* _WHAT THE EXERCISE ASKS_
Reproduce every one of the following lines verbatim.

GIVEN RECORDS start

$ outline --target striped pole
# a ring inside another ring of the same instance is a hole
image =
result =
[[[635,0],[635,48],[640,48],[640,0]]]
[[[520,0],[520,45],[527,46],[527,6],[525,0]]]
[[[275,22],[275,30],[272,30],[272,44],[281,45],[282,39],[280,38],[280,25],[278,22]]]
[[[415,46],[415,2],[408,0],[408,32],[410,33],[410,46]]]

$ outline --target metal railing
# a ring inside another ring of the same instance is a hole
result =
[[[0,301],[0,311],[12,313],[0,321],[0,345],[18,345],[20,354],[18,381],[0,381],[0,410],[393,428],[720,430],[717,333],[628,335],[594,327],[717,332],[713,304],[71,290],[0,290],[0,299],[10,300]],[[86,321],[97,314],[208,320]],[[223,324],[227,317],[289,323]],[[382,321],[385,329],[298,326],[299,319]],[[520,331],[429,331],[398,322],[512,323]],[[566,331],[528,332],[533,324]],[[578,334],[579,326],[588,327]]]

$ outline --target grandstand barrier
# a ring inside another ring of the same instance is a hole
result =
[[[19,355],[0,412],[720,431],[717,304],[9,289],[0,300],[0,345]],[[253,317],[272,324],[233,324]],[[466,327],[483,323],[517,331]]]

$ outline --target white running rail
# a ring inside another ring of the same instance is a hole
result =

GIVEN RECORDS end

* _ANSWER FOR THE TASK_
$ outline --target striped pole
# a ring inside another ring of the same instance is a hole
image =
result =
[[[635,0],[635,48],[640,48],[640,0]]]
[[[520,0],[520,45],[527,46],[527,6],[525,0]]]
[[[275,22],[275,30],[272,30],[272,44],[281,45],[282,39],[280,38],[280,25],[278,22]]]
[[[415,46],[415,2],[408,0],[408,32],[410,33],[410,46]]]

$ outline --target metal railing
# a ring inside another ring of the same instance is a hole
result =
[[[0,301],[0,311],[12,313],[0,321],[0,345],[18,345],[20,354],[18,381],[0,381],[0,410],[393,428],[720,430],[717,333],[628,335],[594,327],[717,332],[713,304],[71,290],[0,290],[0,299],[10,300]],[[86,321],[97,314],[208,320]],[[223,324],[227,317],[289,323]],[[382,321],[385,329],[298,326],[299,319]],[[520,331],[429,331],[398,322],[512,323]],[[566,331],[528,332],[533,324]],[[578,334],[579,326],[588,327]]]

$ outline --target grandstand barrier
# a ring inside another ring of the same instance is a hole
result =
[[[19,355],[0,412],[720,431],[717,304],[9,289],[0,300],[0,345]],[[253,317],[272,324],[233,324]],[[466,327],[483,323],[517,331]]]

$ outline --target white running rail
# a ring inside another ring of the same instance is a hole
result =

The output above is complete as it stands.